==== RECORD EXCERPTS

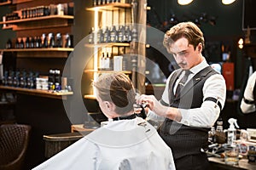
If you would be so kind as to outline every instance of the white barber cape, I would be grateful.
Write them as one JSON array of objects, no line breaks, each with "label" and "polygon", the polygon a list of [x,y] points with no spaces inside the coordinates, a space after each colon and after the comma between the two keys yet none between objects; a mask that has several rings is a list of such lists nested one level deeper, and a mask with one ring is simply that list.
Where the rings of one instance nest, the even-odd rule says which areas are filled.
[{"label": "white barber cape", "polygon": [[171,149],[140,117],[109,121],[33,170],[175,169]]}]

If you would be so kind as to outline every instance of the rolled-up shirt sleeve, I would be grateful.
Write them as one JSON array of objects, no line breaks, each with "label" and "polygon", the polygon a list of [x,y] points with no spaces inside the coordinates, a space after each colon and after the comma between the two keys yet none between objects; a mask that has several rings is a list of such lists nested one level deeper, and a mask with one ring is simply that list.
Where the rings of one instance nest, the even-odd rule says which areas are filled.
[{"label": "rolled-up shirt sleeve", "polygon": [[[251,113],[256,110],[255,105],[253,103],[254,97],[253,97],[253,88],[255,85],[256,80],[256,71],[249,76],[246,88],[243,94],[243,99],[241,101],[240,108],[243,113]],[[251,101],[253,103],[247,103],[245,99]]]},{"label": "rolled-up shirt sleeve", "polygon": [[[211,76],[203,86],[203,102],[200,108],[179,109],[182,115],[180,123],[192,127],[210,128],[219,116],[226,99],[226,85],[222,75]],[[205,100],[207,98],[215,98],[220,102],[219,108],[217,102]]]}]

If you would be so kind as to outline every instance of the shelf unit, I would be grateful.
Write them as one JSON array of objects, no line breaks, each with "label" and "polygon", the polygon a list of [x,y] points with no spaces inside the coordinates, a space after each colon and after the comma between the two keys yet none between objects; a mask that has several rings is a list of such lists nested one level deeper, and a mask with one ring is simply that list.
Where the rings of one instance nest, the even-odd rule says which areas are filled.
[{"label": "shelf unit", "polygon": [[104,10],[117,10],[120,8],[131,8],[131,3],[112,3],[105,5],[98,5],[92,8],[87,8],[86,10],[89,11],[104,11]]},{"label": "shelf unit", "polygon": [[9,86],[0,86],[0,89],[3,90],[12,90],[20,94],[25,94],[29,95],[36,95],[40,97],[53,98],[57,99],[67,99],[68,95],[72,95],[73,92],[50,92],[47,90],[39,90],[39,89],[31,89],[31,88],[15,88]]}]

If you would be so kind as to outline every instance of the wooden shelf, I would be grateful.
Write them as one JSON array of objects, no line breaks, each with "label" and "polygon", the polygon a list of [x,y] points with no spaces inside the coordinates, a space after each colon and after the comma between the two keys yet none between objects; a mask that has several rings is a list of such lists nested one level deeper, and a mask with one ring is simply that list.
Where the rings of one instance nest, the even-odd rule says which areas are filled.
[{"label": "wooden shelf", "polygon": [[98,5],[92,8],[88,8],[86,10],[90,11],[100,11],[100,10],[115,10],[119,8],[131,8],[130,3],[112,3],[106,5]]},{"label": "wooden shelf", "polygon": [[129,42],[85,43],[85,47],[130,47]]},{"label": "wooden shelf", "polygon": [[35,52],[35,51],[73,51],[73,48],[10,48],[10,49],[0,49],[3,52]]},{"label": "wooden shelf", "polygon": [[0,6],[3,6],[3,5],[9,5],[9,4],[11,4],[12,2],[11,1],[7,1],[5,3],[0,3]]},{"label": "wooden shelf", "polygon": [[84,73],[88,72],[97,72],[97,73],[114,73],[114,72],[123,72],[125,74],[131,74],[131,71],[95,71],[95,70],[84,70]]},{"label": "wooden shelf", "polygon": [[58,99],[67,99],[67,96],[73,94],[73,92],[67,92],[67,93],[49,92],[47,90],[38,90],[38,89],[15,88],[15,87],[9,87],[9,86],[0,86],[0,89],[14,90],[20,94],[36,95],[40,97],[54,98]]},{"label": "wooden shelf", "polygon": [[72,20],[73,16],[71,15],[49,15],[49,16],[42,16],[42,17],[35,17],[31,19],[20,19],[20,20],[8,20],[5,22],[0,22],[0,24],[16,24],[20,22],[30,22],[34,20],[51,20],[51,19],[64,19],[64,20]]},{"label": "wooden shelf", "polygon": [[[16,52],[17,58],[67,58],[73,48],[11,48],[0,49],[2,52]],[[36,52],[36,53],[35,53]]]}]

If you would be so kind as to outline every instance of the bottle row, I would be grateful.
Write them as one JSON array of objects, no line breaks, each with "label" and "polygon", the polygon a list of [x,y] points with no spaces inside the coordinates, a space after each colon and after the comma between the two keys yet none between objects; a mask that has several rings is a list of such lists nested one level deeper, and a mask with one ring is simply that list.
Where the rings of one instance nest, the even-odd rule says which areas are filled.
[{"label": "bottle row", "polygon": [[6,48],[73,48],[73,35],[67,33],[50,32],[48,35],[44,33],[38,37],[18,37],[13,43],[11,39],[9,39],[6,43]]},{"label": "bottle row", "polygon": [[50,4],[49,6],[38,6],[33,8],[22,8],[20,13],[15,11],[3,16],[3,21],[15,20],[20,19],[30,19],[48,15],[73,15],[73,7],[69,3]]},{"label": "bottle row", "polygon": [[36,78],[38,76],[38,72],[26,72],[25,71],[5,71],[2,83],[3,86],[36,88]]},{"label": "bottle row", "polygon": [[130,26],[113,26],[110,28],[106,26],[106,28],[98,31],[91,28],[89,43],[130,42],[137,41],[137,38],[138,33],[135,27],[131,30]]},{"label": "bottle row", "polygon": [[130,3],[131,0],[93,0],[93,6],[105,5],[114,3]]}]

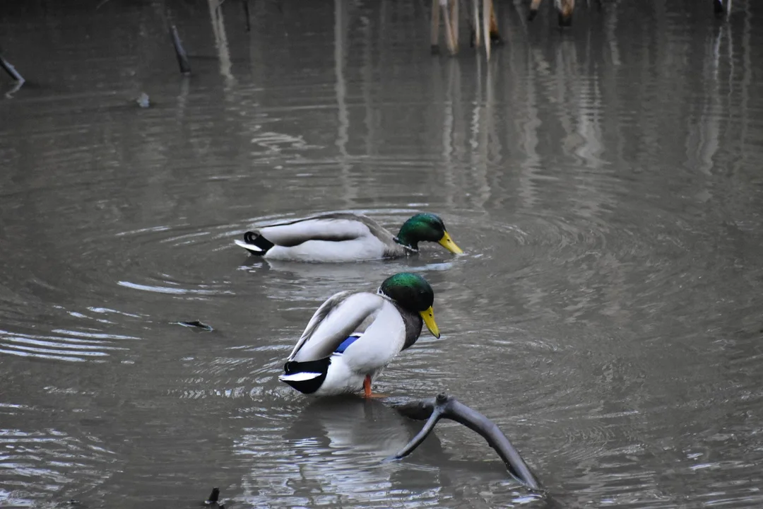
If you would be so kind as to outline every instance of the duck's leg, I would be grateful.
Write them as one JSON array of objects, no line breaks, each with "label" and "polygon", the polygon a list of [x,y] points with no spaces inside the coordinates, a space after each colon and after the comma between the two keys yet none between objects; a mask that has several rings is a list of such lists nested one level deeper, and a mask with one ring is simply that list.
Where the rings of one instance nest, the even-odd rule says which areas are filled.
[{"label": "duck's leg", "polygon": [[363,395],[366,398],[372,398],[373,395],[371,394],[371,375],[366,375],[365,379],[363,380]]}]

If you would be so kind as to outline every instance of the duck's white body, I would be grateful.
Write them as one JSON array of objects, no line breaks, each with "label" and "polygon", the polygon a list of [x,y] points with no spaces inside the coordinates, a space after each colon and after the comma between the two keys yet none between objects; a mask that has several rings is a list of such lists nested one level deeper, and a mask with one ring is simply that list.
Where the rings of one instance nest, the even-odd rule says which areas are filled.
[{"label": "duck's white body", "polygon": [[353,262],[415,253],[395,242],[376,221],[357,214],[327,214],[266,226],[234,242],[263,258],[299,262]]},{"label": "duck's white body", "polygon": [[[319,396],[356,392],[366,375],[373,379],[415,343],[421,327],[420,317],[383,295],[337,293],[313,315],[288,357],[287,372],[278,379]],[[351,336],[358,338],[337,352]]]}]

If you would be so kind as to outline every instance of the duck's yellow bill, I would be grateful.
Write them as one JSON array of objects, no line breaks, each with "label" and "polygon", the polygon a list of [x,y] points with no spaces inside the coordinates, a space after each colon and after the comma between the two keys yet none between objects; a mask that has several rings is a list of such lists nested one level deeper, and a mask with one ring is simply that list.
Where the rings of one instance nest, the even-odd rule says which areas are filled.
[{"label": "duck's yellow bill", "polygon": [[439,337],[439,327],[437,327],[437,324],[434,321],[434,311],[432,311],[432,306],[430,306],[429,309],[419,311],[419,314],[424,319],[427,328],[430,330],[432,335],[435,337]]},{"label": "duck's yellow bill", "polygon": [[456,246],[456,243],[453,242],[453,240],[450,238],[450,235],[448,235],[448,232],[445,232],[445,234],[443,234],[443,238],[439,240],[438,243],[451,253],[455,253],[456,254],[463,253],[461,248]]}]

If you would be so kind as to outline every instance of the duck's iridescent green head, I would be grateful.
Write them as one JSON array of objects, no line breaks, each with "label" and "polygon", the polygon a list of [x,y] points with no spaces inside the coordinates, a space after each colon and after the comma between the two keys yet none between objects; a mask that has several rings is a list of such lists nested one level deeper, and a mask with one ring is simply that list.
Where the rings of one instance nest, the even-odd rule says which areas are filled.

========

### SHORT TASK
Reproduce only those lines of the entries above that run from the line with "head, I would be grateful." to the final line.

### THE ANSWER
If you would be so kind as to outline every instance of the duck's iridescent green head, I would be grateful.
Write them as one JSON array of objects, no line breaks, each with "label" and "polygon", the polygon a list of [x,y] points with no spaces inside the coordinates, a space after each colon and after the comma between the two keys yet none between objects; a mask that has several rings is a list of such lists nested one level deeper, and a mask with one ring is simply that list.
Where the rings of one instance nest, the even-odd rule says which areas are filled.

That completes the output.